#### Latihan
Kutiplah dari teks tentang sholat berjamaah di mushola area publik di bawah ini bagian yang dibuka dengan kata-kata yang memuat "Dilema Sholat Berjamaah" dan ditutup dengan "ini ya alhamdulillah.". Salin bagian itu tanpa mengubah satu kata pun.

25 Jan 2022

Dilema Sholat Berjamaah di Mushola Area Publik

Sebenarnya ini tidak hanya di musholla rest area saja, tetapi juga berlaku di tempat sholat di area publik seperti terminal, stasiun, mall, bandara dan yang lainnya. Dilemanya adalah mencari teman untuk sholat berjamaah, sekaligus menentukan siapa imamnya. 


Dilema seperti ini muncul biasanya ketika waktu sholat “officialnya” atau kloter pertamanya sudah lewat, maka yang tersisa berikutnya adalah jamaah sholat yang muncul kadang sendirian kadang berombongan. Kalau ada yang berombongan, akan lebih mudah. Karena biasanya mereka akan berinisiatif untuk membuat sholat jamaah sendiri, dan jamaah yang baru datang akan mengikuti. Kalau ketemu seperti ini ya alhamdulillah.


Masalahnya adalah saat jamaah datang sendiri-sendiri, tanpa saling mengenal. Maka yang paling sering terjadi adalah segera ambil posisi masing-masing lalu sholat sendiri-sendiri, ada yang di pojok, depan, belakang, dan seterusnya. Mungkin karena status musafir, jadi mengoptimalkan diskon tidak wajib berjamaah, meski peluang ada di hadapan. 


Pada situasi seperti itu, sebelum banyak yang sholat sendiri-sendiri kadang saya berinisiatif untuk iqomat dan berusaha memberi kode ke satu dua atau jamaah yang tersisa untuk berjamaah. Karena out fit saya saat safar biasanya hanya kaos, maka tentu tidak enak kalau saya inisiatif maju jadi imam. Maka saya persilahkan yang lainnya yang terlihat lebih tua, dan tampilan lebih “ngustadz’ untuk maju menjadi imam.

#### Data yang Diberikan
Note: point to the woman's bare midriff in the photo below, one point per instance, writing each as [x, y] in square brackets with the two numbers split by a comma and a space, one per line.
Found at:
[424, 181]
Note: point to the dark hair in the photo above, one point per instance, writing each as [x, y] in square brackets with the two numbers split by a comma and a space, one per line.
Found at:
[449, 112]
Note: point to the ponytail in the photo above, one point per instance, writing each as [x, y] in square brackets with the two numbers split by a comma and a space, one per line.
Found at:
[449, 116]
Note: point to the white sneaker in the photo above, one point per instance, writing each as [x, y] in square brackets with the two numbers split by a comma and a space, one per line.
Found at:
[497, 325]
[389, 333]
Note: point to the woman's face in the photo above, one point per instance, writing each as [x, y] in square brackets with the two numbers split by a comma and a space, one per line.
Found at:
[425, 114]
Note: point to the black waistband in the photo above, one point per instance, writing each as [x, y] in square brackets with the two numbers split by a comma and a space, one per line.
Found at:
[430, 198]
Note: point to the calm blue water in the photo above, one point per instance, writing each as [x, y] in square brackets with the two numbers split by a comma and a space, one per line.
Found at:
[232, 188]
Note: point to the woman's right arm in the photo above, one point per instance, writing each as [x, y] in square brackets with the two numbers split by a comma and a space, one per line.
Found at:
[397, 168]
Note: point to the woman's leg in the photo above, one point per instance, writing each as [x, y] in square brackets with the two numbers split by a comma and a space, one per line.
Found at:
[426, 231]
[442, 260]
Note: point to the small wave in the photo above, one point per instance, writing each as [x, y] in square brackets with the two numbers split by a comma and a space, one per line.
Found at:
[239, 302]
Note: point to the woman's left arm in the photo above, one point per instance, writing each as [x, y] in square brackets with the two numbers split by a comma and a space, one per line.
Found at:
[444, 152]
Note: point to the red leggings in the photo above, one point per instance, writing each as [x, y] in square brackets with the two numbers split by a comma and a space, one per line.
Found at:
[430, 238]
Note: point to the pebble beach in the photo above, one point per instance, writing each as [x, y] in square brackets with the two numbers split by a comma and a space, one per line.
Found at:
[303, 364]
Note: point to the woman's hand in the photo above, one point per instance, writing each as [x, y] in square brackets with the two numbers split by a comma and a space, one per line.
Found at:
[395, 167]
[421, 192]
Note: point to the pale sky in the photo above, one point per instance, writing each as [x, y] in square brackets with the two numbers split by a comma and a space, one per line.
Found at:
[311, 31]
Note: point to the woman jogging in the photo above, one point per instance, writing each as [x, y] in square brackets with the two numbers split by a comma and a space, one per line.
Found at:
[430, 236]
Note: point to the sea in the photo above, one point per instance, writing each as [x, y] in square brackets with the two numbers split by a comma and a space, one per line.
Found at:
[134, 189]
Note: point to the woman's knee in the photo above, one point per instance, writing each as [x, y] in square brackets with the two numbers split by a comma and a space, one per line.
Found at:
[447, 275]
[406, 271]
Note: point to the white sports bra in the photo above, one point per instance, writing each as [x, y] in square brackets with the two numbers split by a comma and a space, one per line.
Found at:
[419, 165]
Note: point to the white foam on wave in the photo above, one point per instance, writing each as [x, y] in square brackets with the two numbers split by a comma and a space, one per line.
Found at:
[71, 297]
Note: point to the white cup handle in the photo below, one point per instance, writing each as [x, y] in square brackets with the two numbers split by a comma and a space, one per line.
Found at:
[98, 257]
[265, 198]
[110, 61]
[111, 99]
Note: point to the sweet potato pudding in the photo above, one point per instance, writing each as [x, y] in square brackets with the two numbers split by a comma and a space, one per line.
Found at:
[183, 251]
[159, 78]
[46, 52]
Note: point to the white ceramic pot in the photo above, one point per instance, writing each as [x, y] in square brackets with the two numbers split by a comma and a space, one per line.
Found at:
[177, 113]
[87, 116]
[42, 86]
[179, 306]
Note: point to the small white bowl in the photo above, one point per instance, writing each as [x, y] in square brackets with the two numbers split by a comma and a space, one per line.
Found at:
---
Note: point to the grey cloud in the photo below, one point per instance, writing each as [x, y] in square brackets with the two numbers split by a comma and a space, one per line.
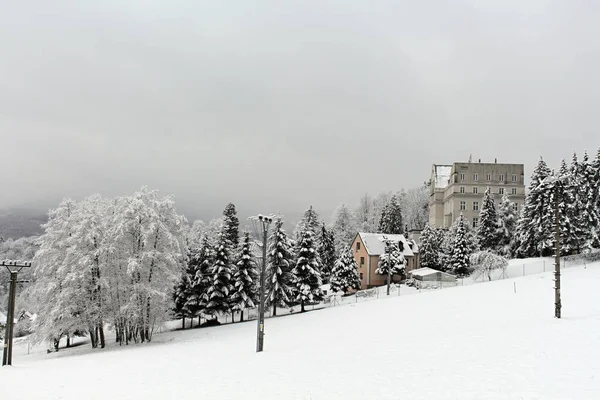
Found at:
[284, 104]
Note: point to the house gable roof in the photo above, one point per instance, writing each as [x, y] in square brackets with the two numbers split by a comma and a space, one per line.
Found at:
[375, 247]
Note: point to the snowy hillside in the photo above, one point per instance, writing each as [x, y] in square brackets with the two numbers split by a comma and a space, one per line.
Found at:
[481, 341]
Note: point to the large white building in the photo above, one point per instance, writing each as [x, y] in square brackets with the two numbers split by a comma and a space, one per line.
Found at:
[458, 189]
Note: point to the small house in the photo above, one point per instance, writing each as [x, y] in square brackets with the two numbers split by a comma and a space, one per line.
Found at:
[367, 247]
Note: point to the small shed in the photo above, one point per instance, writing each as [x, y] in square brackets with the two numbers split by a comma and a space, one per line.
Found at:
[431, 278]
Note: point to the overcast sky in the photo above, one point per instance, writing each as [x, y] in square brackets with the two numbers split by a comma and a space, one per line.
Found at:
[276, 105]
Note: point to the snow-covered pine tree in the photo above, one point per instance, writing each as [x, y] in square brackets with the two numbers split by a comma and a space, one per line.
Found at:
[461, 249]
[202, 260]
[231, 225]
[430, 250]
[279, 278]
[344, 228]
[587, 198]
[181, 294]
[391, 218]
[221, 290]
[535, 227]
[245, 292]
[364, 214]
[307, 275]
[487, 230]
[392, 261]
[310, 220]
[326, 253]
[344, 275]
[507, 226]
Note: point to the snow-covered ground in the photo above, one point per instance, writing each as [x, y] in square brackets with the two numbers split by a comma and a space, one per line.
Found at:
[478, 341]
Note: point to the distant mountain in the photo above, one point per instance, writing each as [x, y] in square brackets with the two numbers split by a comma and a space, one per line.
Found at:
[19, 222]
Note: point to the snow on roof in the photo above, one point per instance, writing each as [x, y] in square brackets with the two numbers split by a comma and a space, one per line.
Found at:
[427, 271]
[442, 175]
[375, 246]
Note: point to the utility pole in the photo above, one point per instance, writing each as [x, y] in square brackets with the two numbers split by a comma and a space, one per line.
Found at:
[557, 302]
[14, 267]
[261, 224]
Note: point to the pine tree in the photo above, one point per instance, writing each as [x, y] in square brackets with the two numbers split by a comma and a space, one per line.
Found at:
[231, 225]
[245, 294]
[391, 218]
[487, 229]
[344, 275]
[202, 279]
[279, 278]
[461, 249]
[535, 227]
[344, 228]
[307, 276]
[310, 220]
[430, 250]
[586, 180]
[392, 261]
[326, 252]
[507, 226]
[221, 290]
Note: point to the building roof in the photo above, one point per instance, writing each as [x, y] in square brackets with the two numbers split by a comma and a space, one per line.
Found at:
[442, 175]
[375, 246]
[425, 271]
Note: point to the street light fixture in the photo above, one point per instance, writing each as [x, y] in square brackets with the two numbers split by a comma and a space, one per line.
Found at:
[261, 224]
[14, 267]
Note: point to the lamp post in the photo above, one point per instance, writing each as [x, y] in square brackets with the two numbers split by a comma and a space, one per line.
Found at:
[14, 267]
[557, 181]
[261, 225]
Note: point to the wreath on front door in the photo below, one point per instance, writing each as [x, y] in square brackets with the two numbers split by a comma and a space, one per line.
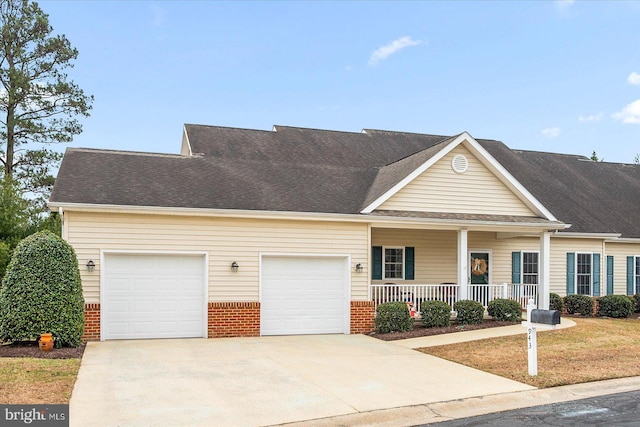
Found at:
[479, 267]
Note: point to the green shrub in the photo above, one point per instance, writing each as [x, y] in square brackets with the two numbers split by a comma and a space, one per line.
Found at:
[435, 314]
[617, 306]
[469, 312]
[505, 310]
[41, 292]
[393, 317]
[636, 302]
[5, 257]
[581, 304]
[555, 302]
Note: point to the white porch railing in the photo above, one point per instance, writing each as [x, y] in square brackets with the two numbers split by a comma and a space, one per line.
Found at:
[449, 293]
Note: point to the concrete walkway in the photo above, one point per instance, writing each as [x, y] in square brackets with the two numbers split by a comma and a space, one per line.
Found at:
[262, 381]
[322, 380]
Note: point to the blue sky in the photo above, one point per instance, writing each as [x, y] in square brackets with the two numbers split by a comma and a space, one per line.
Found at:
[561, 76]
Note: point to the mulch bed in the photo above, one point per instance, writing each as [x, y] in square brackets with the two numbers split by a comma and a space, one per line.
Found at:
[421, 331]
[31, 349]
--
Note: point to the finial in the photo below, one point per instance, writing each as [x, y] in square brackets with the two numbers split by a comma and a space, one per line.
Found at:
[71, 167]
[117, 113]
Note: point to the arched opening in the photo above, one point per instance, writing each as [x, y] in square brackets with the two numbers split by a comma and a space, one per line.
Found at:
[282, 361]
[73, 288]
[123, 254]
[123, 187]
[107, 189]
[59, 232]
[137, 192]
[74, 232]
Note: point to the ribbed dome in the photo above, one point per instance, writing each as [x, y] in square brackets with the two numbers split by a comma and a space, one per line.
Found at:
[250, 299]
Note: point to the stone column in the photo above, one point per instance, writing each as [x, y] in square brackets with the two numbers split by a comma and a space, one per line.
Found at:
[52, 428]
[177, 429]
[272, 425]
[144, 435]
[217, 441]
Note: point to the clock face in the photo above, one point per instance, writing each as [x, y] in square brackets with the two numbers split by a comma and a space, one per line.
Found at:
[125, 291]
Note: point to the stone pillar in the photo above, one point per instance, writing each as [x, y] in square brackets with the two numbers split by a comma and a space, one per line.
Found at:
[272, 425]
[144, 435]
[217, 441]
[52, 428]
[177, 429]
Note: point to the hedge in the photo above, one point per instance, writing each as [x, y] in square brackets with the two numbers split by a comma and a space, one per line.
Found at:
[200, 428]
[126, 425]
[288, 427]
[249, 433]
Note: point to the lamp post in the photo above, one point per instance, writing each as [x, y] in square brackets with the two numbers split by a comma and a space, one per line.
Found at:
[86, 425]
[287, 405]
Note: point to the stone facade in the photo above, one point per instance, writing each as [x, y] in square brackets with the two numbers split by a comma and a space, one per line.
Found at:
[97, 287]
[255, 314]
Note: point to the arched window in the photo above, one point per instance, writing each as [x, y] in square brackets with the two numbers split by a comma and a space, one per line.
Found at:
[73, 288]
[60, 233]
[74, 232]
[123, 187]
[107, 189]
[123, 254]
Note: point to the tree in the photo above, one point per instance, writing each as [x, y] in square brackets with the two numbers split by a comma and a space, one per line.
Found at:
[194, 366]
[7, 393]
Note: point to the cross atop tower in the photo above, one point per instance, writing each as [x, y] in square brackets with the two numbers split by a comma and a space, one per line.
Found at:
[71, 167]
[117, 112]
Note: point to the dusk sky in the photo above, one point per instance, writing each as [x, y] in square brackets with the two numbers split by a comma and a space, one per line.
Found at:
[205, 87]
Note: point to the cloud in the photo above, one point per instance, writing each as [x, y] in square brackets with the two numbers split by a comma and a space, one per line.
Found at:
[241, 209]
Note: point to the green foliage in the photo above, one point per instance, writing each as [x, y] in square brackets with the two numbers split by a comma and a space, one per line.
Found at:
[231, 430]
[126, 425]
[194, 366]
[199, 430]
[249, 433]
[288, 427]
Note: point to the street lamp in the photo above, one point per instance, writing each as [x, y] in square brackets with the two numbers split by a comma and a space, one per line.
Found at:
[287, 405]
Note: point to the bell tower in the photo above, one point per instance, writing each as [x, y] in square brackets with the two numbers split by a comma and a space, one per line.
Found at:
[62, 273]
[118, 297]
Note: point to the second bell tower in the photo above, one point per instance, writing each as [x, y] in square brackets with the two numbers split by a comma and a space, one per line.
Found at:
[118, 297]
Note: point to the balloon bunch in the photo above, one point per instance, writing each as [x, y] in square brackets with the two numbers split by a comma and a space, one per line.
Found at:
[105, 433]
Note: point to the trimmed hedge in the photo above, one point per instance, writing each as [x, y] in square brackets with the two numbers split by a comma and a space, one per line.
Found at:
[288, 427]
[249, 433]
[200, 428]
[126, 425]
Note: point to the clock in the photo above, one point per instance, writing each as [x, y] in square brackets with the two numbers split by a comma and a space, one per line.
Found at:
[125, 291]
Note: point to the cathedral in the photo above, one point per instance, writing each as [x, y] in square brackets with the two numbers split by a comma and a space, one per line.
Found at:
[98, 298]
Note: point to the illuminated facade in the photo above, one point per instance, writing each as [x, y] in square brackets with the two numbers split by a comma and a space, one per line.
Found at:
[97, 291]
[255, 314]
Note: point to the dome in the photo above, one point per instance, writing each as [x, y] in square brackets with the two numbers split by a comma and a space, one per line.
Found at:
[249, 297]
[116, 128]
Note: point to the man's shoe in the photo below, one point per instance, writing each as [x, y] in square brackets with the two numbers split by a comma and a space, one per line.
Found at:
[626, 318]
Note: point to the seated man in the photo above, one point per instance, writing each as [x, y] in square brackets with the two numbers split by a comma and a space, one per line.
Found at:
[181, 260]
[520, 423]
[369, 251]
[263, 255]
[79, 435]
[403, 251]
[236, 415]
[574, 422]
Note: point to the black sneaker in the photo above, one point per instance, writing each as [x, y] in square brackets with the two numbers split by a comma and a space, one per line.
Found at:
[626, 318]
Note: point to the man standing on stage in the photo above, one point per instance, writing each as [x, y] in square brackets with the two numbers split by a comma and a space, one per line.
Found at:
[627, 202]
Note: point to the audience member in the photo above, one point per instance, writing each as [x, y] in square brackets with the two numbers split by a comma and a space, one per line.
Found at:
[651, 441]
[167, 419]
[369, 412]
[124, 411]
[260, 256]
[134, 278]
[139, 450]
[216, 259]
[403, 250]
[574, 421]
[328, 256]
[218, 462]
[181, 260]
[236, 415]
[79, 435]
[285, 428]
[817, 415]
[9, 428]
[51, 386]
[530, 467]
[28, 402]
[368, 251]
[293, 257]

#### Jawaban
Dilema Sholat Berjamaah di Mushola Area Publik

Sebenarnya ini tidak hanya di musholla rest area saja, tetapi juga berlaku di tempat sholat di area publik seperti terminal, stasiun, mall, bandara dan yang lainnya. Dilemanya adalah mencari teman untuk sholat berjamaah, sekaligus menentukan siapa imamnya. 


Dilema seperti ini muncul biasanya ketika waktu sholat “officialnya” atau kloter pertamanya sudah lewat, maka yang tersisa berikutnya adalah jamaah sholat yang muncul kadang sendirian kadang berombongan. Kalau ada yang berombongan, akan lebih mudah. Karena biasanya mereka akan berinisiatif untuk membuat sholat jamaah sendiri, dan jamaah yang baru datang akan mengikuti. Kalau ketemu seperti ini ya alhamdulillah.